Problem to work on: Write out all of the entries that follow, word for word, but skip the pictures.

Task input:
──────────
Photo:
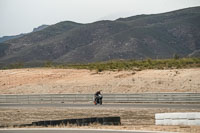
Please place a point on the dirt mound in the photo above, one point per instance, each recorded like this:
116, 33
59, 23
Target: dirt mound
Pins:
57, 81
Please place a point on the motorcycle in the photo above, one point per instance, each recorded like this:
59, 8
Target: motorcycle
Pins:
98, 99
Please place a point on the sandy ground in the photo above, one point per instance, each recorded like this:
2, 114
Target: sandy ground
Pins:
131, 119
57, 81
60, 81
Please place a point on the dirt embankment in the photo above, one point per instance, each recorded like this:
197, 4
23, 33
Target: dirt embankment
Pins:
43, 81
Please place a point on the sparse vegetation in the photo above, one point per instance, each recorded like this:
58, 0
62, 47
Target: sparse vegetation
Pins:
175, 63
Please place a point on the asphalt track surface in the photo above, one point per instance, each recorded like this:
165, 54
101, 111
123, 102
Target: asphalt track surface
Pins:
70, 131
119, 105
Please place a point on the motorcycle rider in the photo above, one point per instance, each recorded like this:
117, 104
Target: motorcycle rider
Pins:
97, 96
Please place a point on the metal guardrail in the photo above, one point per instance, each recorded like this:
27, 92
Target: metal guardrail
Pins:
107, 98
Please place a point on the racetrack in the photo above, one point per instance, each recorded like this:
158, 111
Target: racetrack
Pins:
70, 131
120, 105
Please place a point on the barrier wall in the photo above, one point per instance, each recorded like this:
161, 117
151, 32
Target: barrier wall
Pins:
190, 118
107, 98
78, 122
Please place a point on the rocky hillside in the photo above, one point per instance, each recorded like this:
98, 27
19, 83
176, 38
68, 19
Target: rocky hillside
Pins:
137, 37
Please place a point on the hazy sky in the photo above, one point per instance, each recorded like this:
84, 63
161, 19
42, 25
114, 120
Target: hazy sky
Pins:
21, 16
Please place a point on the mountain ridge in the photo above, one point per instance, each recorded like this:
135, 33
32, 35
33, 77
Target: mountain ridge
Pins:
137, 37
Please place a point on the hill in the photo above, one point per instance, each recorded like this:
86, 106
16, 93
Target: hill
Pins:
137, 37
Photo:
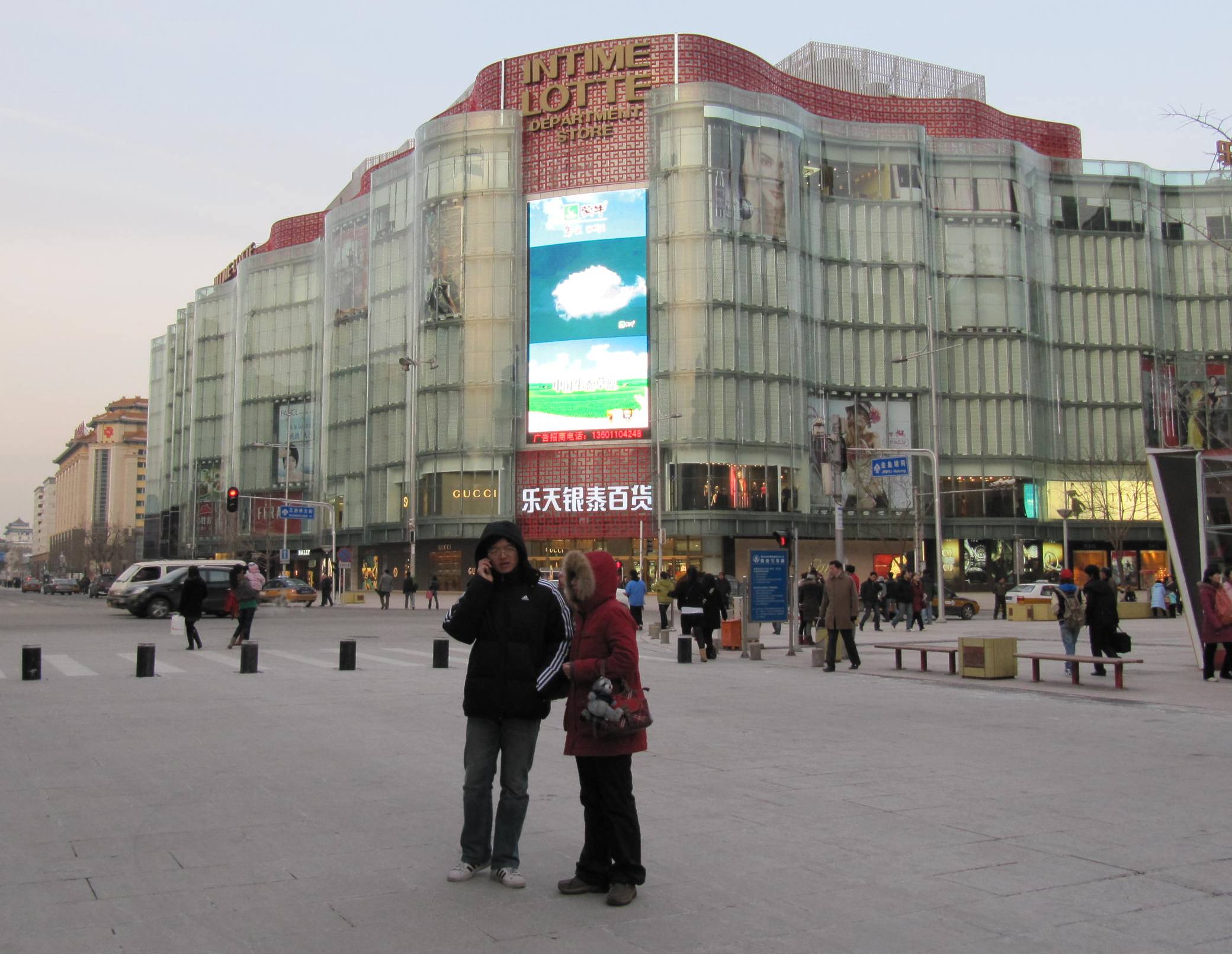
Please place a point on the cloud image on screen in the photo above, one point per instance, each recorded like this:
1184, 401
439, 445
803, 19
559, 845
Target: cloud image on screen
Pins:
──────────
The output:
Photo:
Please place a point on the dirt mound in the photo above, one point per instance, each recorded like this:
116, 33
59, 23
Target: dirt mound
Pins:
57, 81
Please place a point on the motorcycle in the photo above, one point per instance, each recorded like this:
59, 8
Target: motorcycle
Pins:
98, 99
Please place a point on the sandy ground in the photo above, one point per instance, each recorded like this:
2, 114
Target: sandy ground
Pins:
131, 119
57, 81
60, 81
Please place a point on the dirt embankment in the photo above, one point per instance, each recorded like this:
197, 4
23, 33
Target: dirt embankment
Pins:
43, 81
Please place a point on the sparse vegetation in the photo above, one point per instance, each recorded like this:
58, 0
62, 47
Target: sparse vegetation
Pins:
175, 63
Please place a point on the asphalt track surface in the photo above, one point per instance, each recorded like this:
165, 54
101, 111
123, 102
Target: asphalt track surface
Pins:
70, 131
119, 105
Please place a point on the motorcycle rider in the photo above, one point per instance, each recorded like this:
117, 104
Target: motorcycle rider
Pins:
97, 96
Please place a point on the metal guardrail in the photo above, one point per instance, each recorded like this:
27, 92
Target: metal guardrail
Pins:
107, 98
Please place a point on the racetrack in the photo above, one point per instance, each recorded like this:
158, 111
Target: racetrack
Pins:
70, 131
120, 105
Please place a point on the barrier wall in the photo above, one point per instance, each recorded like this:
161, 117
151, 32
Target: barrier wall
Pins:
190, 118
107, 98
78, 122
Please place a point on the rocky hillside in the photo above, one point per instance, each recorded like this:
98, 27
19, 83
176, 38
68, 19
Target: rocky hillside
Pins:
137, 37
Please place a point on the hazy sky in the photo above, one point per instance, each recorded like this:
84, 63
161, 19
42, 25
114, 120
Target: hazy sky
Pins:
21, 16
Please place a point on the mountain ridge in the photo above, one point per instance, each recorded like this:
135, 33
32, 35
33, 77
Target: mountain ridge
Pins:
137, 37
Please place a point on the hill in the photo above, one point per instance, each recorded like this:
86, 106
16, 93
Target: hill
Pins:
137, 37
Photo:
Please place a point on the cloud image on screen in the photo above, one point per instance, each recorded like this:
1184, 401
439, 445
803, 19
559, 845
Target: cloud image on screen
Pins:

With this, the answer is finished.